EXTRACT TO READ
= = = = =
Upon visiting the Weldon Spring Site in St. Charles, Missouri, it doesn’t take long to see the positive impacts that a restored site can have on the local community and surrounding area. It’s common to see several cars in the parking lot and a steady stream of mountain bikers riding the site’s Hamburg Trail while taking in nature’s beauty. People can also be seen entering and exiting the site’s Interpretive Center and walking to the top of the disposal cell for one of the most spectacular views in St. Charles County. What was once viewed by the public as a run-down, contaminated processing plant has been revitalized for beneficial reuse as a community educational center and recreational site.  

The site has a rich and complex history including major contributions to two successful national defense campaigns during the history of the United States. From the early to mid-1940s, the U.S. government acquired over 17,000 acres for the U.S. Army to operate a plant that produced 750 million tons of explosives to support America’s efforts to win World War II. This large land acquisition would ultimately become the neighboring conservation areas now owned and operated by the Missouri Department of Conservation (MDC). In the mid-1950s, more than 200 acres of the former ordnance works property were transferred to the U.S. Atomic Energy Commission for construction of a plant to process uranium ore in support of the Cold War. Plant operations ceased in the mid-1960s, remaining dormant under caretaker status until it was remediated—from the late-1980s to early 2000—resulting in a 41-acre disposal cell surrounded by 150 acres of planted native prairie collectively known today as the Weldon Spring Site. As part of a long-term surveillance and maintenance process, the U.S. Department of Energy Office of Legacy Management (LM) operates the Interpretive Center to communicate the historical legacy of the site, provide educational and research opportunities for current and future generations, and to make information available to the public.
= = = = =
PROBLEM A
In the Weldon Spring Site passage, how many acres does the disposal cell cover?
PROBLEM B
Resume the Weldon Spring Site passage after its final sentence.
The items after this point come from a separate source.

EXTRACTED RECORDS
= = = = =
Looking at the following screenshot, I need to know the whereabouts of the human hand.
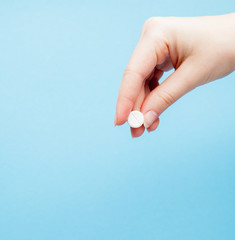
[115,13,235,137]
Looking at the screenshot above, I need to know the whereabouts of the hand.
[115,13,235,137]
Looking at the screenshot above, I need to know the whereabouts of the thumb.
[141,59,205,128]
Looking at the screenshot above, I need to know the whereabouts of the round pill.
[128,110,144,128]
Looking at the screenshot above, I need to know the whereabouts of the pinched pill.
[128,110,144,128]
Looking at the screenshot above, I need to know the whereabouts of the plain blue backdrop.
= = = = =
EXERCISE RESPONSE A
41 acres.

EXERCISE RESPONSE B
Because of the site’s restored native plant habitat and its unique position within the center of two large conservation areas, it has become ideal for presenting community and conservation reuse opportunities to the public. From the perspective of community reuse, the Interpretive Center is exemplary, serving on average over 25,000 visitors per year and offering a variety of programs. The restored native prairie and native plant garden allow children and adults to experience a remediated site in a natural setting. Interpretive Center programs include a broad range of classes and special events for kindergarten through adult ages and meeting rooms are available after hours for use by community organizations. The interpretive staff is knowledgeable about the site history, science-oriented, and trained in accordance with National Association for Interpretation (NAI) standards. Several staff members are also certified under NAI as Certified Interpretive Guides and the Interpretive Center Manager is a Certified Interpretive Trainer. The interpretive programs they have developed meet the Missouri Department of Elementary and Secondary Education’s Grade Level Expectations, which are grade by grade targets for school student instruction. On a typical day, personnel can be found actively involved in teaching onsite classes, hosting events, conducting outreach, providing tours of the Interpretive Center, or serving as enthusiastic nature guides on site property hikes.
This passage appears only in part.